[Saved data entries]
'''

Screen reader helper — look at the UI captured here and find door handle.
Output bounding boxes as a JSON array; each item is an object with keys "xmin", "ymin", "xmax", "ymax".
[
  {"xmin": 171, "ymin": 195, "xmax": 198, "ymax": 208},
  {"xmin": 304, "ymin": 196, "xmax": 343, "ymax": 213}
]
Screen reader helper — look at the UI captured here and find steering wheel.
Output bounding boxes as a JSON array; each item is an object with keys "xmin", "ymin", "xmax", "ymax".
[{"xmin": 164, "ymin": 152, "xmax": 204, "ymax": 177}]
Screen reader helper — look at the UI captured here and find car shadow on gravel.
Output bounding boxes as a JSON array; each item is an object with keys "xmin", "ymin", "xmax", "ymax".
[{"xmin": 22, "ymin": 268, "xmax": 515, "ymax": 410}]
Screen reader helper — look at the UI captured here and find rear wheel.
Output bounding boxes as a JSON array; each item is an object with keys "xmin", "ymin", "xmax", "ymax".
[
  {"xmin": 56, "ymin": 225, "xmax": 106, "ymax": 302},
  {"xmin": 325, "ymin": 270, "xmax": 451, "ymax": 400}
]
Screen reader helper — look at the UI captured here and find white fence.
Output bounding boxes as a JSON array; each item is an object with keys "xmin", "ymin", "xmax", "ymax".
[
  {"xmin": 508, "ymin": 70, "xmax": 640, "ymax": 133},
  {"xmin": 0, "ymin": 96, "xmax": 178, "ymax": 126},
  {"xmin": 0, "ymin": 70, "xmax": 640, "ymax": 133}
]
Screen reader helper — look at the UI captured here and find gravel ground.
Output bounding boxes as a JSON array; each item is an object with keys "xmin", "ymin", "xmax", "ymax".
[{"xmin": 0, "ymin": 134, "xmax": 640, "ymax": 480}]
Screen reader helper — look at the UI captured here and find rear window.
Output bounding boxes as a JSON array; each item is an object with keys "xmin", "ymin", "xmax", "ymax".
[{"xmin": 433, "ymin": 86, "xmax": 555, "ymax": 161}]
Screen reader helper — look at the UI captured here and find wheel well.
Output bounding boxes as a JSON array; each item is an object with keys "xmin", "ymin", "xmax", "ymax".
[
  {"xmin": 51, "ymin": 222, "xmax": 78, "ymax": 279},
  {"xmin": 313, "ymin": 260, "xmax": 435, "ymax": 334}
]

'''

**WHAT IS NEEDED**
Please rewrite all of the lines above, changing each "bounding boxes" to "box coordinates" and leaving everything else untouched.

**OUTPUT OF THE EXERCISE**
Screen reader helper — look at the UI captured here and find door handle.
Output box coordinates as a JSON array; each item is an object with keys "xmin", "ymin", "xmax", "ymax".
[
  {"xmin": 171, "ymin": 195, "xmax": 198, "ymax": 208},
  {"xmin": 304, "ymin": 196, "xmax": 343, "ymax": 213}
]
Screen reader helper — look at the UI captured here and find steering wheel.
Output box coordinates as a JSON array; each item is an object with keys "xmin", "ymin", "xmax", "ymax".
[{"xmin": 164, "ymin": 152, "xmax": 204, "ymax": 177}]
Screen reader helper — look at the UI captured here and find car shadow on gravel.
Output box coordinates as a JSON array; each item is an object with keys "xmin", "ymin", "xmax", "ymax".
[{"xmin": 22, "ymin": 268, "xmax": 515, "ymax": 410}]
Screen reader helper — look at the UI captured here and find rear wheel.
Output box coordinates as a JSON array; each item is an object with keys "xmin", "ymin", "xmax", "ymax".
[
  {"xmin": 56, "ymin": 225, "xmax": 106, "ymax": 302},
  {"xmin": 325, "ymin": 270, "xmax": 451, "ymax": 400}
]
Screen reader helper — look at the UI captured here and find white fence.
Output box coordinates as a JSON array; each item is an object with keys "xmin", "ymin", "xmax", "ymax".
[
  {"xmin": 508, "ymin": 70, "xmax": 640, "ymax": 133},
  {"xmin": 0, "ymin": 96, "xmax": 178, "ymax": 126},
  {"xmin": 0, "ymin": 70, "xmax": 640, "ymax": 133}
]
Screen reader helper — look at the UI captured here and find gravel ground.
Output box coordinates as a JSON array; each item is an object with keys "xmin", "ymin", "xmax", "ymax".
[{"xmin": 0, "ymin": 134, "xmax": 640, "ymax": 480}]
Screen reader helper — look at the UI captured here and find rear window.
Output box coordinates as a JSON array; each item is an object with keys "xmin", "ymin", "xmax", "ymax".
[{"xmin": 433, "ymin": 86, "xmax": 555, "ymax": 161}]
Screen reader helper — look at the UI captured here and find wheel well.
Output box coordinates as a JSON array; each item is an object with keys "xmin", "ymin", "xmax", "ymax".
[
  {"xmin": 51, "ymin": 222, "xmax": 78, "ymax": 279},
  {"xmin": 313, "ymin": 260, "xmax": 435, "ymax": 334}
]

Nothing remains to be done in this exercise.